• [Exercise brief]: Everything in the listing except the pictures should be written out exactly.

• [Labeled contour entries]:
##########
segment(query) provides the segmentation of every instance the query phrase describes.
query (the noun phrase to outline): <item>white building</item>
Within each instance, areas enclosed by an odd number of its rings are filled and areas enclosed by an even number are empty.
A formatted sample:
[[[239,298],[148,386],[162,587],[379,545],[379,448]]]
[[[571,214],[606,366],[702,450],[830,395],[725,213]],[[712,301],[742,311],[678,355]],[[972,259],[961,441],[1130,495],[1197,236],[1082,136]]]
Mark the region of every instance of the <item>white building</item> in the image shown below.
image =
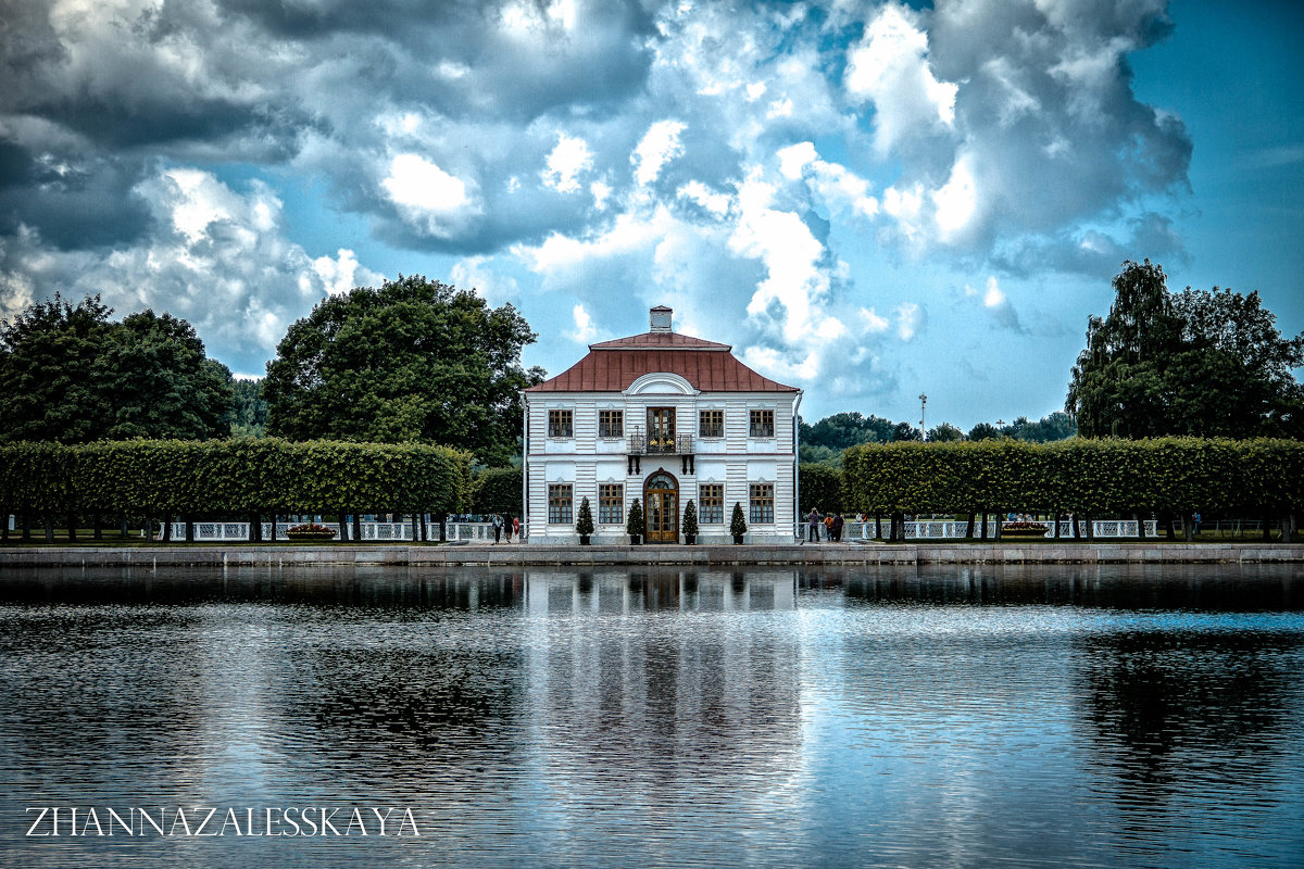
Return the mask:
[[[728,344],[675,334],[670,318],[653,307],[648,332],[591,344],[524,391],[531,542],[576,542],[584,498],[595,543],[629,542],[634,499],[649,543],[682,542],[690,499],[700,542],[732,541],[735,503],[747,542],[793,542],[801,390],[752,371]]]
##########
• [Solved exercise]:
segment(query) provides the segmentation of every instance the query phrase describes.
query (the noun phrase to outline): <item>white building</item>
Within each instance, areas enclosed by an odd number of its rings are filled and areas enclosed by an even number are empty.
A formatted sample:
[[[239,298],[148,386],[162,587],[379,545],[379,448]]]
[[[571,214],[606,366],[702,450],[830,395],[725,213]],[[712,301],[742,311],[678,355]],[[972,259],[961,441],[1130,495],[1197,236],[1082,136]]]
Mark the region of every instance of the <item>white building</item> in the image shown below.
image =
Return the mask:
[[[728,344],[675,334],[670,318],[653,307],[648,332],[591,344],[524,391],[531,542],[576,542],[584,498],[595,543],[629,542],[634,499],[649,543],[682,542],[690,499],[700,542],[732,541],[735,503],[747,542],[793,542],[801,390],[752,371]]]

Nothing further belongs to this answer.